[Alıştırma seti]
1. Lütfen alıntı metinde "Ak Parti kapatma" sözcüklerinden başlayıp "her alana taşıdık." sözcükleri de dahil olmak üzere o bölümü birebir döndür.
2. Kayıtlarda "positive" dizesini içeren her satırı topla. Büyük-küçük harf ayrımı dikkate alınır.

[Alıntı metin]
================================

TV’de tartışıyorlar, “Dersimde bir katliam yaşandı”. Diğerleri de, “hayır, o günün koşullarında haklılıkları vardı, isyanı bastırdılar” diyor. “Resmi tarih gerçekleri çarpıtıyor, aslında isyan yoktu. Cumhuriyetin, tepeden inme modernleştirme ve asimilasyon politikasının baskıcı örneklerinden biriydi” diyenlerde var. Buna karşılık, “sizin söylemek istediğiniz, Atatürk ve Cumhuriyeti yıpratmak amacını taşıyor” diyenlerde var.
Hayata dönüş operasyonunun duruşması başlamış… Hani ceza evindeki ölüm oruçlarını engellemek ve mahkumların hayatlarını kurtarmak için yapılan operasyonun resmi adı! 30 kişi operasyon sonucu ölmüştü. Jandarma Genel Komutanlığının Mahkemeye gönderdiği belgelerin sahteliği iddia ediliyor. Ayrıca komutanlıkça, operasyona katılanların ve sorumluların bilgisine rastlanmadığı da mahkemeye bildirilmiş!
Ak Parti kapatma davasının hazırlanışında, düzmece deliller kullanıldığından ötürü soruşturma başlatılmış. Ak Parti laiklik karşıtı odak sayılmış ve kıl payı kapanmaktan kurtulmuştu ya. O dava…
Neden yalana yanlışa başvuruluyor? Devletimizi korumak adına mı? İktidarları sürdürmek adına mı? Yazık… Yalan rüzgarı gibi bir ortamda mı yetiştireceğiz gelecek nesilleri?
12 Eylül Anayasası hazırlanırken Kenan Evren, “biz devleti bireyden koruyan bir Anayasa yaptık” demiştir. Dünyada başka örneği olmayan bu anlayışı bu modeli biz neredeyse her alana taşıdık.
Bizim biraz sakin olmaya ihtiyacımız var… Ne Devlete ne de Cumhuriyete bir şey olmaz.
Geçmişle yüzleşmekten, gerçekleri araştırmaktan, özür dilenmesinden de kimseye zarar gelmez.
İki önemli gerçek vardır ki tartışılması gereksizdir…
Birincisi; Cumhuriyet önemli bir devrimdi ve başarılı olmuştur… Geri dönüşü hiç yoktur ve alternatifi de yoktur… Öyle başarılı olmuştur ki Anayasa Mahkemesinin neredeyse cumhuriyet düşmanı saydığı ve Laiklik karşıtı odak olarak hükme bağladığı Ak Partinin genel başkanı, Başbakan Tayyip Erdoğan’ın İslam Dünyasına verdiği en önemli mesaj ‘Laiklikten şaşmayın’ mesajı idi… Buna, takiye diyen varsa kendisini kandırıyor demektir…
İkincisi, şudur, devrimin modernleştirme projesi, sert olmuştur, sancılı olmuştur… Ulus devlet projesi asimilasyonu da içerir. Acılı olmuştur. Tarihi gerçekleri saklamak acıları ve küskünlükleri derinleştirir. Toplumsal barışa hizmet etmez…
KEPEZ ÇADIRINDA SOHBET
Kepez belediyesinin tamamladığı güzel parkta bir çadır var. Sultan Süleyman’ın selamlık çadırıyla ölçüleri birebir aynıymış. O çadırda Hakan Tütüncü, sohbete çağırdı. Her Çarşamba akşamı bu sohbetlere devam edeceklermiş. Hoşça vakit geçirdik Antalya konuşuldu. Gültekin Çeki’nin bestelediği şarkıları, Gültekin Çeki’den dinlemek çok güzeldi.

================================

[Saklanan öğeler]
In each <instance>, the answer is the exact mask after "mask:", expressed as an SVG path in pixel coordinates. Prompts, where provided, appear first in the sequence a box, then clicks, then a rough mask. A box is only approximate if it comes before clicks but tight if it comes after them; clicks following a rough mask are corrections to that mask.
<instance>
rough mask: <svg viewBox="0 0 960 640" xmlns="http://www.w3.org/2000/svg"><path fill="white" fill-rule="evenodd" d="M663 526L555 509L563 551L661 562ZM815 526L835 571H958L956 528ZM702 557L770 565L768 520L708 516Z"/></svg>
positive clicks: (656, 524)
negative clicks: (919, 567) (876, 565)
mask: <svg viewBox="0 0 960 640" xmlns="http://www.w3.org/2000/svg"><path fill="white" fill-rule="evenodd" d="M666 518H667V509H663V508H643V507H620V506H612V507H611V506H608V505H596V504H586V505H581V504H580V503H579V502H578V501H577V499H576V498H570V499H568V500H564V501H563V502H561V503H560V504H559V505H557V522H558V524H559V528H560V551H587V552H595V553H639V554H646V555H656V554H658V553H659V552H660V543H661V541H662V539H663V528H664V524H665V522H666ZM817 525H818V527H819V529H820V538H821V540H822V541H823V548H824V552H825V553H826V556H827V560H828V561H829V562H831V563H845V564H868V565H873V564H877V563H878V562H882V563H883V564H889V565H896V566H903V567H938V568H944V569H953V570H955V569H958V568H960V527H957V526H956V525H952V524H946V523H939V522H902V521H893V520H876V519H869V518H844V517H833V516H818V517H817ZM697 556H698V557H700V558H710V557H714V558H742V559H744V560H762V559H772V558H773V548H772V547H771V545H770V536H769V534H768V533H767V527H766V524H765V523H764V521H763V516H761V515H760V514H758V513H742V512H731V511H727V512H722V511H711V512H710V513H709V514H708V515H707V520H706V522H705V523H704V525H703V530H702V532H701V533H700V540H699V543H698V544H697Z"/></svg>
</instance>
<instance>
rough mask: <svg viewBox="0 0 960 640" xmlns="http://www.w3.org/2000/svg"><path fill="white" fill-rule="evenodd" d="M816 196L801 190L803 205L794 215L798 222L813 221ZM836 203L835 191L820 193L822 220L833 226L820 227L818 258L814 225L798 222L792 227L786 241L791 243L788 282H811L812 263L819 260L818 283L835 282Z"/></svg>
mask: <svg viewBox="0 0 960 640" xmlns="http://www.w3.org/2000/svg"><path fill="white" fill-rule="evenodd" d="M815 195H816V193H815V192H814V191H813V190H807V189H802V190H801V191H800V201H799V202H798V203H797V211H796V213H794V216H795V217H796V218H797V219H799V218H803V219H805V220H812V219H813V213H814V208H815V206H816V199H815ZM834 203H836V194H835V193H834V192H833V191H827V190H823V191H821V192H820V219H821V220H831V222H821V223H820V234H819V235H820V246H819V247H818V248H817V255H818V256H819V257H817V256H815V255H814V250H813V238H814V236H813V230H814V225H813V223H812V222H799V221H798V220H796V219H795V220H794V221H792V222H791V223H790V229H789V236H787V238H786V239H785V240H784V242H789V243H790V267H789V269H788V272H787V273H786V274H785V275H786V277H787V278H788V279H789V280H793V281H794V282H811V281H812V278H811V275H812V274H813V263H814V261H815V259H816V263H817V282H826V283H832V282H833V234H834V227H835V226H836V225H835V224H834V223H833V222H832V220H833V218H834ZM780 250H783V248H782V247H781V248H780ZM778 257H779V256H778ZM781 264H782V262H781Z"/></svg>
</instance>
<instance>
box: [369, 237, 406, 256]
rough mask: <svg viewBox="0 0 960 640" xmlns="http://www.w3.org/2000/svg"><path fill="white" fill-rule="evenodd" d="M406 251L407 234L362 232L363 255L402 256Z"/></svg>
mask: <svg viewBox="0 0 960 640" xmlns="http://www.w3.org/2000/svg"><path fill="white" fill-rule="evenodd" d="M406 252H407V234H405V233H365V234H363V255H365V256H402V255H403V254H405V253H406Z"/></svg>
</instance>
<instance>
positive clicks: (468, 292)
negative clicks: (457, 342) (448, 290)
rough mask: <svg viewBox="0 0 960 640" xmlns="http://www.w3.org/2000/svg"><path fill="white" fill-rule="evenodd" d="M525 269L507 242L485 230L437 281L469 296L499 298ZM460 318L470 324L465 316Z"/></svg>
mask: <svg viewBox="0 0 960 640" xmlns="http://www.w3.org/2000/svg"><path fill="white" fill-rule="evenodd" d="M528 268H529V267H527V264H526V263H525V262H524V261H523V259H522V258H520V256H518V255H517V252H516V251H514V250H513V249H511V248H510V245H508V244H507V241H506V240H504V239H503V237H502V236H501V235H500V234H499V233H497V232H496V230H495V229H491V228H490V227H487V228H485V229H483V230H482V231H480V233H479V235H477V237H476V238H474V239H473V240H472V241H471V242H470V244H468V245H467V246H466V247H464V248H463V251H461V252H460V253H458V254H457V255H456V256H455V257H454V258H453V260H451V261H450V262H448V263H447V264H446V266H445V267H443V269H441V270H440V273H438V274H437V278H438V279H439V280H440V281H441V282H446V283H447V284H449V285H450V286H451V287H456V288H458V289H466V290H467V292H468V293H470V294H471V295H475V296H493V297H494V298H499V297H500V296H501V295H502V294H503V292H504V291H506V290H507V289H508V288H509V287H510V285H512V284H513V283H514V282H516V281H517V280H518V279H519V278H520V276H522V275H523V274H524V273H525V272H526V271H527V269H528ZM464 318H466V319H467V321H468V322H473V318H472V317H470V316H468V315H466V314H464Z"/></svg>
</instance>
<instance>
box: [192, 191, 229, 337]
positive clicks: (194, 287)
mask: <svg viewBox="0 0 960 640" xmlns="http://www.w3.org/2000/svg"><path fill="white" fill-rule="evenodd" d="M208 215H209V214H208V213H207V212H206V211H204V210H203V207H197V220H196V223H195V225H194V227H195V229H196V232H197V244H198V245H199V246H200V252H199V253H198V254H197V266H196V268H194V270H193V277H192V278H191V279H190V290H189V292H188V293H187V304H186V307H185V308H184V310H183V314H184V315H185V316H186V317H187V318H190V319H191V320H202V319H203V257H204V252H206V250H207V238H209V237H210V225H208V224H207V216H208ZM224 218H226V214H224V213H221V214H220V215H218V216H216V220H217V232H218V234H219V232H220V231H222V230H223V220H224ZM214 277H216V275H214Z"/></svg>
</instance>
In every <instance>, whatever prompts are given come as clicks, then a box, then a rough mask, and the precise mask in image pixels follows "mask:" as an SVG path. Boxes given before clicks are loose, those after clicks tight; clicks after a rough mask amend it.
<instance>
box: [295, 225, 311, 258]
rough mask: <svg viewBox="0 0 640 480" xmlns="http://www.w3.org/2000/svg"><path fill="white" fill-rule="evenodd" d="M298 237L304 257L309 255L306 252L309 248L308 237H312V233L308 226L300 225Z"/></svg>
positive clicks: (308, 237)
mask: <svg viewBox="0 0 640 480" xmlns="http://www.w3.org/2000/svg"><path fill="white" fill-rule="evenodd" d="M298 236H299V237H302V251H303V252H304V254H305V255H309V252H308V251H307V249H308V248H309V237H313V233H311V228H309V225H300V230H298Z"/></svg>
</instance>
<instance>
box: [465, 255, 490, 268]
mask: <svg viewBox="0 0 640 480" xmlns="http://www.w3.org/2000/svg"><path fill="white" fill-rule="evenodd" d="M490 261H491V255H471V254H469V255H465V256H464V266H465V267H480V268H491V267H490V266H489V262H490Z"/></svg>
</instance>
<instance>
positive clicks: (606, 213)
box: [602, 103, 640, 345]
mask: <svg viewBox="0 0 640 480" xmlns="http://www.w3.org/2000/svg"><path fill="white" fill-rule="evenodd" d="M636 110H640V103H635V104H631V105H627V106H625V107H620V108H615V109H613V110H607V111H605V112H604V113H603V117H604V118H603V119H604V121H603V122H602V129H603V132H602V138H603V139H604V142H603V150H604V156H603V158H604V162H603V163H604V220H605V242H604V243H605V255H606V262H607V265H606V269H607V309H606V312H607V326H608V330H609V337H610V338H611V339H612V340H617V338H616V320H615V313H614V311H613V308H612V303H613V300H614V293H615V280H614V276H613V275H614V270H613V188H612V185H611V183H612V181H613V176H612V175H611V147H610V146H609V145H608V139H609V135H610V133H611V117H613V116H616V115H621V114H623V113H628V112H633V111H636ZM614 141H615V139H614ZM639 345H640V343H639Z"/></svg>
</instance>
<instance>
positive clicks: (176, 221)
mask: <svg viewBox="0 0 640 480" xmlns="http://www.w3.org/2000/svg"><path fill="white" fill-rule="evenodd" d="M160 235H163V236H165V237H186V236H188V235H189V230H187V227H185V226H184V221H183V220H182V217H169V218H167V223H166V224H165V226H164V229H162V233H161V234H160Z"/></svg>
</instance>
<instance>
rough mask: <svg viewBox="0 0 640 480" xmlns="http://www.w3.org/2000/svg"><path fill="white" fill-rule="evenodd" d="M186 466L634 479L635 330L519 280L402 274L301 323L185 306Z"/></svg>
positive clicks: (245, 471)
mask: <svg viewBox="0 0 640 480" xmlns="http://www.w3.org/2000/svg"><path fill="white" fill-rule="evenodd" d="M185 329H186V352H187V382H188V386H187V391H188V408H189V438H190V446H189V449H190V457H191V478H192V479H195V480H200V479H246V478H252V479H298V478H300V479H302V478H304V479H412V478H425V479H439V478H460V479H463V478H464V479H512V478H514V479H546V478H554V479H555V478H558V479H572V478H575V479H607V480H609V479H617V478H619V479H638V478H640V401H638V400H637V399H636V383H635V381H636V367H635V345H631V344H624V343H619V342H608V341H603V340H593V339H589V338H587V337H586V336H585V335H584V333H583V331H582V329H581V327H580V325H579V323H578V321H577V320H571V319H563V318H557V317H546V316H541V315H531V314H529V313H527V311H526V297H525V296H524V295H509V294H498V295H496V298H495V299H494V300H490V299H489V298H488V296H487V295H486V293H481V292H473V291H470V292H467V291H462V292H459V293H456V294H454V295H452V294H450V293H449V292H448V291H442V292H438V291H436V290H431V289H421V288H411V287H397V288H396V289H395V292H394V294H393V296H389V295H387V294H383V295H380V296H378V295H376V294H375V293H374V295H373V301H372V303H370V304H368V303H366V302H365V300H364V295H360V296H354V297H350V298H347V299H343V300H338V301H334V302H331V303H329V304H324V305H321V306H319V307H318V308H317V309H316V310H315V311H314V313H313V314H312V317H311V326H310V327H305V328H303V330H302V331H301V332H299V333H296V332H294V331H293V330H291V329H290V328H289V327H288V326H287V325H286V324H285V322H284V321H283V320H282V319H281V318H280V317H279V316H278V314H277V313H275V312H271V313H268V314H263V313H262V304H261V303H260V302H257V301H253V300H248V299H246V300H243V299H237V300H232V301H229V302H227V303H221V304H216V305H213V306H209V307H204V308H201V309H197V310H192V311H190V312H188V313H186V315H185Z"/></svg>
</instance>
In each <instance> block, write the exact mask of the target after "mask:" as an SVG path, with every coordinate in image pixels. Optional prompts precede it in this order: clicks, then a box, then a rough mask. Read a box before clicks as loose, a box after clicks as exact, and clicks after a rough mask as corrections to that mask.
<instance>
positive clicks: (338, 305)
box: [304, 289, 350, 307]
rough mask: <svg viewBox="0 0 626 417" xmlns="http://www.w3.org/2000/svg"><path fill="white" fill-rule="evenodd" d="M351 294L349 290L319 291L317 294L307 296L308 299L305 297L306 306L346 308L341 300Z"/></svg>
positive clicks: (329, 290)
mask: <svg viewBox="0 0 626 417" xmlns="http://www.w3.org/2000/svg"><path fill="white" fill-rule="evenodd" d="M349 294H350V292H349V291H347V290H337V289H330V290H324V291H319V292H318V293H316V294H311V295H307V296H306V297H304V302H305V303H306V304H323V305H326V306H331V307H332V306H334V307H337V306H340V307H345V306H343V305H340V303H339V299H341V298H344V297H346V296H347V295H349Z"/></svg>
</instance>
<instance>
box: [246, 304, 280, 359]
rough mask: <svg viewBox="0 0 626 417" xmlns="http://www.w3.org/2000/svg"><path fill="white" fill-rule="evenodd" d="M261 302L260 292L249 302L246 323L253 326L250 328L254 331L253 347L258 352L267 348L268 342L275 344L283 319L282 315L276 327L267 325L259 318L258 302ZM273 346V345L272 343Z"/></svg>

================================

[Görev yanıtları]
1.
Ak Parti kapatma davasının hazırlanışında, düzmece deliller kullanıldığından ötürü soruşturma başlatılmış. Ak Parti laiklik karşıtı odak sayılmış ve kıl payı kapanmaktan kurtulmuştu ya. O dava…
Neden yalana yanlışa başvuruluyor? Devletimizi korumak adına mı? İktidarları sürdürmek adına mı? Yazık… Yalan rüzgarı gibi bir ortamda mı yetiştireceğiz gelecek nesilleri?
12 Eylül Anayasası hazırlanırken Kenan Evren, “biz devleti bireyden koruyan bir Anayasa yaptık” demiştir. Dünyada başka örneği olmayan bu anlayışı bu modeli biz neredeyse her alana taşıdık.

2.
positive clicks: (656, 524)
positive clicks: (468, 292)
positive clicks: (194, 287)
positive clicks: (308, 237)
positive clicks: (606, 213)
positive clicks: (176, 221)
positive clicks: (245, 471)
positive clicks: (338, 305)
positive clicks: (329, 290)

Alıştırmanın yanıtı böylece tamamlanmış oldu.